• **WHAT YOU WILL DO**:
Reproduce every line of the data below without any changes.

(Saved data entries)
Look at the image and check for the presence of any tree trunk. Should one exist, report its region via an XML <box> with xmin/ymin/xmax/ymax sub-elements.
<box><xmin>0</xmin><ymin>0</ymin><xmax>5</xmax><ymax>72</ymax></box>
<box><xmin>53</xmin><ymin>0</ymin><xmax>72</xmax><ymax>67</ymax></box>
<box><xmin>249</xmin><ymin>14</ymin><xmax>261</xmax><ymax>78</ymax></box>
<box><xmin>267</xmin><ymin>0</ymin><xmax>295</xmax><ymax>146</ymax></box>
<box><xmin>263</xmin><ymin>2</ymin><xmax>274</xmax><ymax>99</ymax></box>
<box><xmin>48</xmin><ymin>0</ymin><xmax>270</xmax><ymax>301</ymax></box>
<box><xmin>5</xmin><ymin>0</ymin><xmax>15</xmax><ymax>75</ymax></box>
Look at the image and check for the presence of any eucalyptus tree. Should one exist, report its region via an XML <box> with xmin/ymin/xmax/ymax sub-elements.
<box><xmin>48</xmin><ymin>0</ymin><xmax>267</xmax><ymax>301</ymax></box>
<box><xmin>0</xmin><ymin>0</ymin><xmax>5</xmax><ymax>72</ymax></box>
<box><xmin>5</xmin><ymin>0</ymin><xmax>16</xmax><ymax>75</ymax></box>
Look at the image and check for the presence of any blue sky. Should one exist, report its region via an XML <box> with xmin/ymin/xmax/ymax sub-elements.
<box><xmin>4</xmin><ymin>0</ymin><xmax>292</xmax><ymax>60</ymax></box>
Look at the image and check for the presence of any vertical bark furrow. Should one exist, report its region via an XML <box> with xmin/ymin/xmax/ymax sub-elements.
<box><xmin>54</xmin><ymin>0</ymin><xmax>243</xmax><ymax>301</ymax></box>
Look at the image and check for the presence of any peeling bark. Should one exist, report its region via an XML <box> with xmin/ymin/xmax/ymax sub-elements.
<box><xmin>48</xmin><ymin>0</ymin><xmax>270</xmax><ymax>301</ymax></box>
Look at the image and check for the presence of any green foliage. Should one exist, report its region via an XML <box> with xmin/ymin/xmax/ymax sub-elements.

• **TASK ANSWER**:
Look at the image and check for the presence of any tree trunk. Should one exist, report its region via an XML <box> with xmin/ymin/xmax/ymax sub-elements.
<box><xmin>0</xmin><ymin>0</ymin><xmax>5</xmax><ymax>72</ymax></box>
<box><xmin>53</xmin><ymin>0</ymin><xmax>72</xmax><ymax>67</ymax></box>
<box><xmin>249</xmin><ymin>14</ymin><xmax>261</xmax><ymax>78</ymax></box>
<box><xmin>267</xmin><ymin>0</ymin><xmax>295</xmax><ymax>146</ymax></box>
<box><xmin>263</xmin><ymin>2</ymin><xmax>274</xmax><ymax>99</ymax></box>
<box><xmin>48</xmin><ymin>0</ymin><xmax>270</xmax><ymax>301</ymax></box>
<box><xmin>5</xmin><ymin>0</ymin><xmax>15</xmax><ymax>75</ymax></box>
Look at the image and check for the presence of any eucalyptus tree. Should one exist, report its region via an XML <box> with xmin/ymin/xmax/ymax sub-elements.
<box><xmin>48</xmin><ymin>0</ymin><xmax>267</xmax><ymax>301</ymax></box>
<box><xmin>0</xmin><ymin>0</ymin><xmax>5</xmax><ymax>72</ymax></box>
<box><xmin>5</xmin><ymin>0</ymin><xmax>16</xmax><ymax>75</ymax></box>
Look at the image and check for the presence of any blue sky. Should one exist, report its region via an XML <box> with xmin/ymin/xmax/ymax sub-elements.
<box><xmin>4</xmin><ymin>0</ymin><xmax>292</xmax><ymax>60</ymax></box>
Look at the image and check for the presence of any vertical bark furrow. Should one exist, report its region via an XML <box> with xmin/ymin/xmax/ymax sub-elements.
<box><xmin>54</xmin><ymin>0</ymin><xmax>243</xmax><ymax>301</ymax></box>
Look at the image and check for the presence of any peeling bark. Should one exist, report its region via an XML <box> with xmin/ymin/xmax/ymax sub-elements.
<box><xmin>48</xmin><ymin>0</ymin><xmax>270</xmax><ymax>301</ymax></box>
Look at the image and check for the presence of any green foliage. Should one exist, report its region via an XML <box> with xmin/ymin/xmax/ymax sub-elements.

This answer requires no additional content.